**Data provided**.
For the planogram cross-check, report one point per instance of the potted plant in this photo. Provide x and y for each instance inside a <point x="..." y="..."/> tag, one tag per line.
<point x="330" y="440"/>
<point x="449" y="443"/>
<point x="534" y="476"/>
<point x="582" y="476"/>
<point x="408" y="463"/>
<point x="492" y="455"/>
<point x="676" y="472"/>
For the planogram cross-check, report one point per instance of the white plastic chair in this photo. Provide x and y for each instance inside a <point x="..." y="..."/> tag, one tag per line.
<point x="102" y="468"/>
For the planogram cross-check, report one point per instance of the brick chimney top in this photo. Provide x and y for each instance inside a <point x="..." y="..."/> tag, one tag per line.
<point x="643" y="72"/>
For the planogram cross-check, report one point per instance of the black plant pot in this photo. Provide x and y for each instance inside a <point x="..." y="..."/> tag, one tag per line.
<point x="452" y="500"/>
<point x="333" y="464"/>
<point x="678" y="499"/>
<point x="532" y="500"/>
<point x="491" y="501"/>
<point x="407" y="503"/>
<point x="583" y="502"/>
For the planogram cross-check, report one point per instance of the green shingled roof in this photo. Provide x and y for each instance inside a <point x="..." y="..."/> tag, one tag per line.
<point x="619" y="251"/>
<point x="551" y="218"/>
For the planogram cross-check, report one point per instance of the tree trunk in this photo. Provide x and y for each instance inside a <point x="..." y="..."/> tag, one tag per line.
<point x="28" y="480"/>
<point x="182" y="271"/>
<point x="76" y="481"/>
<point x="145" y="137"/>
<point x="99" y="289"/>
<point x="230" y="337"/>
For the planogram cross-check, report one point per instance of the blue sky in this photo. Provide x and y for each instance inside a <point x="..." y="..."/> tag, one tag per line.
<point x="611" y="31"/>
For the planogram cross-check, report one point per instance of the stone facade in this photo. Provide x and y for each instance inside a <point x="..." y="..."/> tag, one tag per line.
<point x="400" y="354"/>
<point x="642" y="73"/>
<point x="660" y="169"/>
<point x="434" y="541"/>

**Problem statement**.
Rewrite the items above from the line containing "of the black" through the final line, requests included, with every x and y coordinate in the answers multiplied by 1.2 and rounded to a whole number, halves rounded up. Leave the requests and their format samples unchanged.

**The response**.
For the planogram cross-check, report one point per instance of the black plant pot in this photo. Provide x and y for each instance inside a <point x="..." y="..."/> tag, one tag per line.
<point x="542" y="600"/>
<point x="400" y="557"/>
<point x="814" y="599"/>
<point x="638" y="600"/>
<point x="589" y="601"/>
<point x="488" y="604"/>
<point x="700" y="602"/>
For the planogram cross-check, report one point per instance of the green shingled roof in this photo. Provide x and y for each instance inside a <point x="..." y="..."/> tag, one tag per line.
<point x="743" y="301"/>
<point x="661" y="262"/>
For the planogram cross-check, report one point per instance of the tree trunk in this photo. Provide x and y for each instance inside a <point x="..." y="..."/> tag, one tag per line.
<point x="34" y="576"/>
<point x="218" y="325"/>
<point x="91" y="577"/>
<point x="174" y="164"/>
<point x="119" y="347"/>
<point x="276" y="404"/>
For the planogram cross-check, report one point per instance of the blue sky in this photo. Provide x and y for each instance inside a <point x="..." y="..."/> tag, one tag per line.
<point x="733" y="37"/>
For the planogram cross-check, report one point per instance of the stone facade in this photo. Provide x and y for each instance inside a <point x="..." y="..."/> tag, one tag per line.
<point x="480" y="425"/>
<point x="770" y="88"/>
<point x="792" y="203"/>
<point x="521" y="649"/>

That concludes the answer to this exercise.